- [Task statement]: From the passage below on the Harman wiretap, return verbatim the part that opens with the words containing "That was a paraphrase" and closes with "two sources said.".

It’s worth trying to clear up some of the confusion on a key point that came out of yesterday’s post.

We wrote that, after reading the transcript of Jane Harman’s wiretapped conversation with the suspected Israeli agent, then-CIA director Porter Goss signed off on the Justice Department’s application for a FISA warrant to wiretap Harman herself.

That was a paraphrase of what CQ’s Jeff Stein reported in his original story on the subject:

The Justice Department attorneys were prepared to pursue a case against Harman, which would include electronic surveillance approved by the so-called FISA Court, the secret panel established by the 1979 Foreign Intelligence Surveillance Act to hear government wiretap requests. First, however, they needed the certification of top intelligence officials that Harman’s wiretapped conversations justified a national security investigation.

Then-CIA Director Porter J. Goss reviewed the Harman transcript and signed off on the Justice Department’s FISA application, two sources said.

But, as we noted in an update this morning, Stein told us that he had worded that passage poorly. He said that Goss did not in fact sign off on a Justice Department application for a FISA warrant to wiretap Harman herself. Rather, his sources tell him that Goss signed off on DOJ’s application to renew its tap on the suspected Israeli agent, merely certifying that, from CIA’s viewpoint, it was a legitimate national security tap.

Stein added:

I could have been more precise on this point. I did not mean to imply that Goss had approved of a Justice Department investigation of Harman. He would have no role to play in that. At this point I do not know for sure what DOJ did specifically about Harman, beyond the fact that the FBI wanted to question her about her conversation with the wiretap target. The main point, which I could have made clearer, is that Goss was obligated to notify Hastert and Pelosi that the FBI intended to question her about the conversation.

That seems like an important clarification, and one that significantly affects our understanding of Goss’s role. If he merely signed off on DOJ’s application to continue their wiretapping of the suspected agent (and then followed protocol by attempting to inform Congressional leaders that Harman had been picked up on a wiretap, and that the FBI planned to talk to her about it), then he appears less central to the story than if he authorized (or even, as some have speculated, initiated) an investigation into Harman herself.

But clearly, there are still a lot of unanswered questions.

Lines contained in a dataset
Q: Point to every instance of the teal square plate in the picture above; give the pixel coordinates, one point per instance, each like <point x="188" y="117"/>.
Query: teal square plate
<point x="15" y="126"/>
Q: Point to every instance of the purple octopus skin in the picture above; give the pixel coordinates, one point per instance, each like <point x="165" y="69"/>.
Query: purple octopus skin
...
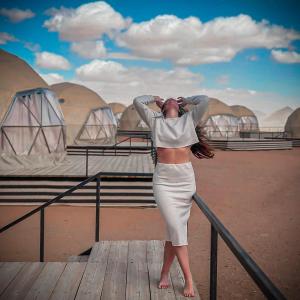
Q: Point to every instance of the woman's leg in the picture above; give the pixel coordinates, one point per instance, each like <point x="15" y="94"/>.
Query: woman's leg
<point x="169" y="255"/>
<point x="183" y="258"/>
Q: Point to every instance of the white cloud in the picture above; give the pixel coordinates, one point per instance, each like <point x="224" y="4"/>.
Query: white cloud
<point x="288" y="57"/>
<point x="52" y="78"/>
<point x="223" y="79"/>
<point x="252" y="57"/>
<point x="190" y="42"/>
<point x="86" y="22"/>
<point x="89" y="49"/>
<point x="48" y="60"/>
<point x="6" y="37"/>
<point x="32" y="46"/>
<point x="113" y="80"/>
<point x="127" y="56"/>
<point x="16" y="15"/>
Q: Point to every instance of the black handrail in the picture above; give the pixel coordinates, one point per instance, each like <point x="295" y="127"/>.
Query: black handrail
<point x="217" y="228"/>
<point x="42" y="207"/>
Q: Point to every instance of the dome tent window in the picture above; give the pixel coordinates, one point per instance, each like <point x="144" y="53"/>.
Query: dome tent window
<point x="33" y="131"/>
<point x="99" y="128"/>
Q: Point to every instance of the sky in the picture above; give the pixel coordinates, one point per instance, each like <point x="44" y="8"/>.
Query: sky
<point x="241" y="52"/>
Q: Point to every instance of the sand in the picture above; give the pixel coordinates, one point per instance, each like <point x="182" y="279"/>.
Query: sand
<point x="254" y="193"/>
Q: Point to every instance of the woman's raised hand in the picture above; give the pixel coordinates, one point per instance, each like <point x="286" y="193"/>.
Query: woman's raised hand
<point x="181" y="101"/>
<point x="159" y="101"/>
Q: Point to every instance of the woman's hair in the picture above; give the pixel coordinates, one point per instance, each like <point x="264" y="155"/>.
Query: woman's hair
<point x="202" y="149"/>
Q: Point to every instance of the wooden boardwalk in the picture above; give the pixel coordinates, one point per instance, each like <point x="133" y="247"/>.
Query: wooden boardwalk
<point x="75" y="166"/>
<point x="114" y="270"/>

- [Final answer]:
That was a paraphrase of what CQ’s Jeff Stein reported in his original story on the subject:

The Justice Department attorneys were prepared to pursue a case against Harman, which would include electronic surveillance approved by the so-called FISA Court, the secret panel established by the 1979 Foreign Intelligence Surveillance Act to hear government wiretap requests. First, however, they needed the certification of top intelligence officials that Harman’s wiretapped conversations justified a national security investigation.

Then-CIA Director Porter J. Goss reviewed the Harman transcript and signed off on the Justice Department’s FISA application, two sources said.